*WORK TASK 1*
In the YGG community report, reproduce word for word everything from "So far, we have" down to "its scholarship program.".
*WORK TASK 2*
Resume the YGG community report from its last sentence and carry it forward.

***** SOURCE PASSAGE

2022 Q1 community report

YGG has maintained a somewhat steady total amount of SLP farmed per month over the past nine months — a result of adding more scholars while seeing lower SLP payouts per player on average.

However, because of the decline in the price of SLP, the actual earnings that YGG has realized from that farmed SLP are much, much lower. As you can see in the following graph, in the first 3 months of 2022, the total YGG earnings from scholars in SLP was ~$94k.

There is a very concerning trend that is apparent in this data: increases in scholars are not leading to increases in revenues, because the SLP per scholar is down, as well as the $USD for SLP.

This is also a bigger issue than one might think, because if “fixing” the game economy and making it more sustainable means lower payouts and lower yields, then that destroys a huge part of the scholar value proposition. And if most P2E games are going through similar realizations, then the scholar model (aka the yield-based model) gets put heavily into question as a means of creating significant value. Therefore, the competitive advantage of having a large and global scholarship model is probably not nearly as big of an advantage as many once thought. More on this below.

Outlook for YGG

So far, we have established a few fundamental tenants about the YGG story. To recap and connect some dots:

  • YGG (and all Web3 guilds for that matter) exists because of Axie Infinity.
  • Today, the fundamental value prop that guilds offer is scholarship programs, and YGG’s competitive advantage is the scale and geographic reach of its scholarship program.

**********
***** MATERIAL PROVIDED

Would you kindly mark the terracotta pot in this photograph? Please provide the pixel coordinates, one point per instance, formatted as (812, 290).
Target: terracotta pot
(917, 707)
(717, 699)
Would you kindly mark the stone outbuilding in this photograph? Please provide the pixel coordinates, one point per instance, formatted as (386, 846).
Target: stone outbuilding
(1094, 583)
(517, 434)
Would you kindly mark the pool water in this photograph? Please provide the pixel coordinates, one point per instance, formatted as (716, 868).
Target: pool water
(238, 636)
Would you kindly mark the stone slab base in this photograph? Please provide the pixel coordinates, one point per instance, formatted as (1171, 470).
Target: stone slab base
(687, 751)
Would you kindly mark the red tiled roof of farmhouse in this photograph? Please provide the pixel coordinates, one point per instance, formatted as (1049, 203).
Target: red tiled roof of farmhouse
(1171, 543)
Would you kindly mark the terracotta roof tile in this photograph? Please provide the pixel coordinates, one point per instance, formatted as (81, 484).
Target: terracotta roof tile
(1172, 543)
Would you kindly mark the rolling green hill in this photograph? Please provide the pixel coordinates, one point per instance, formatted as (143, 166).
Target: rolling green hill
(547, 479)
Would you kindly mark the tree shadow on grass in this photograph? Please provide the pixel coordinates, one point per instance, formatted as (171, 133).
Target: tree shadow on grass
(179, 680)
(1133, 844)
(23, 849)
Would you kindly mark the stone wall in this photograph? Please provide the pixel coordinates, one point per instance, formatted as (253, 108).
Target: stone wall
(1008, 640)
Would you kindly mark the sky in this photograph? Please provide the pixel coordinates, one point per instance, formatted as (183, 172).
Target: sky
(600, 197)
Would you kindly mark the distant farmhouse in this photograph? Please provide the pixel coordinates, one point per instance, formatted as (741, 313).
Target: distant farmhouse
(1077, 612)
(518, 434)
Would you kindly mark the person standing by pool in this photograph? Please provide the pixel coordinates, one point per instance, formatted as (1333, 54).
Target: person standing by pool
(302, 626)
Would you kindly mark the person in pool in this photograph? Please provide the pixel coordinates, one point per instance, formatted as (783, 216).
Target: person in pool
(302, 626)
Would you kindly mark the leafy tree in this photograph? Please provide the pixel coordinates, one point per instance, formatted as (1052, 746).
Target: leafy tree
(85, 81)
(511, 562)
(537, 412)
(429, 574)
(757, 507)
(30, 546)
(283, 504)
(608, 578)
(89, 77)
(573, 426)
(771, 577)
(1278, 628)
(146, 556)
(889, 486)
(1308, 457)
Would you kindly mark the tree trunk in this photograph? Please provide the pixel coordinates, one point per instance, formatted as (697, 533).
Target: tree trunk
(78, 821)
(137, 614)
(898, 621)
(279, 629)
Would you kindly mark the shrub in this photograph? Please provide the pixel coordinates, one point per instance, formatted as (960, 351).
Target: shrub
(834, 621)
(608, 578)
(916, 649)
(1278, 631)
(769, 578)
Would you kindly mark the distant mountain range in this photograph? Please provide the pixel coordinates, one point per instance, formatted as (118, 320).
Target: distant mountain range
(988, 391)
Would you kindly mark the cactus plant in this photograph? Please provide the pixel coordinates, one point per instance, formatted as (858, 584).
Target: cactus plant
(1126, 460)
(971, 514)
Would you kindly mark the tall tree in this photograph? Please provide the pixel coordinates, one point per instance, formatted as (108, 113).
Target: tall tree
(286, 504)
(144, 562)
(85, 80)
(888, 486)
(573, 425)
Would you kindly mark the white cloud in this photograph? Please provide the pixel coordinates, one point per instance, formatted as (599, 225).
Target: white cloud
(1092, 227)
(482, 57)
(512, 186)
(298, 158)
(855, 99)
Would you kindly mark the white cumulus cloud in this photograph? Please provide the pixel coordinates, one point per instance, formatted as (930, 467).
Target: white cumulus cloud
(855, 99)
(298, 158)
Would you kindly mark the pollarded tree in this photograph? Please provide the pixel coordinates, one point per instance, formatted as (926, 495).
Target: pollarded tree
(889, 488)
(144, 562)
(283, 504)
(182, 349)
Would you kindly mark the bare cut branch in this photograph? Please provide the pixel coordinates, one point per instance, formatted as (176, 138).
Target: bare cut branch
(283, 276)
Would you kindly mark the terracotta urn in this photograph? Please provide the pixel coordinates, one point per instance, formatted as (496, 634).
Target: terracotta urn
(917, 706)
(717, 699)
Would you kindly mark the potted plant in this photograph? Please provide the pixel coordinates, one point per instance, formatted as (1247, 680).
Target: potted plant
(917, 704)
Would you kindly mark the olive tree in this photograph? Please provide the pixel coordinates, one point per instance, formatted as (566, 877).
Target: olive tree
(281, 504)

**********

*RESULT 1*
So far, we have established a few fundamental tenants about the YGG story. To recap and connect some dots:

  • YGG (and all Web3 guilds for that matter) exists because of Axie Infinity.
  • Today, the fundamental value prop that guilds offer is scholarship programs, and YGG’s competitive advantage is the scale and geographic reach of its scholarship program.

*RESULT 2*
  • Scholars programs exist because the breeding mechanic in Axie Infinity caused high barriers to entry, and scholarships allowed for investors to speculate on NFTs without playing the game.
  • Axie Infinity and most other Web3 games have flawed economic systems that rely on fast-paced user growth to sustain the economy.
  • Axie Infinity’s decline precipitated a steep decline in YGG’s token value and has raised concerns over the core value prop - the scholarship program, which becomes less attractive in non-ponzinomic games.
  • YGG does have some diversity in its business model, as scholars also provide a userbase that is willing to try new games, creating “community value” that YGG can trade with game developers for discounts on NFTs and tokens.
  • The operating model of selecting games to partner with and invest in is essentially venture capital.
  • There is a fundamental tension between being a prudent investor and being a top-tier scholarship organization; an investor’s success is defined by knowing not only what/when to buy but also what/when to sell; however, with scholars grinding in a game, a decision to sell would seem to undercut the platform underpinning of the scholarship model, which leads to holding in the face of obvious economic and value-destructing issues.

So what’s next for YGG? I think the collective Web3 conscience recognizes that “Guild 1.0” (i.e., the scalable scholarship model) is mostly unsustainable, given the reliance on games with ponzinomics. However, there is an opportunity for “Guild 2.0,” where the primary focus of the guild is investing (VC), and that function is supported by scholars who make money in the early stages of game release when economics are more forgiving. In the Guild 2.0 world, there are sustainable blockchain games that have a healthy flow of money in and out, and are supported by users who spend more than they earn. Here, scholars would likely fall into two categories: 1) beta-stage play-testers who provide valuable community feedback, and 2) highly skilled players who help other players win or “boost” (similar to the esports scene today and services like Legionfarm).

To summarize: YGG is making lots of steps to increasingly diversify its holdings across games and geographies, but it has not solved its significant exposure to unproven games with weak economies. As games continue to shift away from P2E for sustainability reasons, YGG may struggle with sticking to its scholar roots, and guilds around the industry will begin to more closely resemble venture investors than scholar platforms.